Material shown:
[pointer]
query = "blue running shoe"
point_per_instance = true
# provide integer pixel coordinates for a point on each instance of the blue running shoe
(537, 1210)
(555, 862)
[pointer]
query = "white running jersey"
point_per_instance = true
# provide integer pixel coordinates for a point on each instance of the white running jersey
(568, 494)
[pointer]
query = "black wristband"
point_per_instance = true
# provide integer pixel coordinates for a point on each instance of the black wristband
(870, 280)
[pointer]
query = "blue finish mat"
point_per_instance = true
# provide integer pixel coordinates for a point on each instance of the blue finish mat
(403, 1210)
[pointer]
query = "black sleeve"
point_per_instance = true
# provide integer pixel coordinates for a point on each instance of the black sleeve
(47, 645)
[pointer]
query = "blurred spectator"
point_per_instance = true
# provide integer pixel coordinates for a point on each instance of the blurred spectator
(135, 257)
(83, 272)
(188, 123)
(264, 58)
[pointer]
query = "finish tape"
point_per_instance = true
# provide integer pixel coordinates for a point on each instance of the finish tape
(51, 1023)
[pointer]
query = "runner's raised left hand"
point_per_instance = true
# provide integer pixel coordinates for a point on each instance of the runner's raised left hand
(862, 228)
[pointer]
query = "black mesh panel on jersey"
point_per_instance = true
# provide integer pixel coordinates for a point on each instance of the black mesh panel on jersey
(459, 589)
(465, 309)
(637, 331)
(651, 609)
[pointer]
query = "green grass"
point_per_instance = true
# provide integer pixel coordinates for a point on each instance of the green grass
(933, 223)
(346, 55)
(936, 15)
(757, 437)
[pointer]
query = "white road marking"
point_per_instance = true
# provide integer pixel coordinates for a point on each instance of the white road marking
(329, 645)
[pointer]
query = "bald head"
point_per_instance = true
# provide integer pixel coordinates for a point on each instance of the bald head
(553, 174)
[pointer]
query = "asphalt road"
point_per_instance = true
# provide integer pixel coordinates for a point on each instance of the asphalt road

Problem to work on: Return the data in full, exactly as it appears above.

Task output:
[pointer]
query = "blue running shoe"
point_per_instance = true
# provide integer pixel coordinates for a point on each instance of the blue running shoe
(537, 1210)
(555, 862)
[pointer]
query = "white running jersey"
point_per_instance = true
# provide integer pixel coordinates for a point on each instance of the white running jersey
(568, 494)
[pointer]
query = "black wristband"
point_per_instance = true
# provide integer pixel coordinates for a point on each instance of the black wristband
(870, 280)
[pointer]
query = "blue finish mat"
point_per_instance = true
# provide integer pixel coordinates for a point on each instance of the blue finish mat
(403, 1210)
[pointer]
query = "black sleeve"
point_per_instance = true
# provide integer pixel coordinates for a point on each instance of the black sleeve
(47, 645)
[pointer]
query = "blurred spectator"
point_per_instance = true
# provide integer pixel coordinates for a point on each instance of the blurred spectator
(135, 257)
(83, 272)
(188, 123)
(264, 58)
[pointer]
query = "finish tape"
point_per_instance = true
# provide integer pixel coordinates for a point on each instance of the finish tape
(51, 1023)
[pointer]
query = "runner's raised left hand"
point_per_instance = true
# provide integer pixel coordinates for a point on each instance of the runner's raised left hand
(862, 228)
[pointer]
query = "black mesh panel on jersey"
point_per_instance = true
# provide integer pixel coordinates for a point on each instance of the black mesh panel on jersey
(459, 589)
(465, 309)
(637, 331)
(651, 609)
[pointer]
query = "green grass"
point_per_instance = true
# provide integer pixel coordinates for a point on each instance of the green grass
(933, 223)
(346, 55)
(936, 15)
(757, 437)
[pointer]
query = "white road marking"
point_per_instance = true
# provide integer pixel coordinates for a point on each instance of the white road marking
(329, 645)
[pointer]
query = "bald head"
point_per_instance = true
# provide integer pixel coordinates for a point on each instance of the bald head
(553, 174)
[pointer]
query = "asphalt road"
point_per_instance = true
# provide integer pixel coordinates for a point on each instance of the asphalt road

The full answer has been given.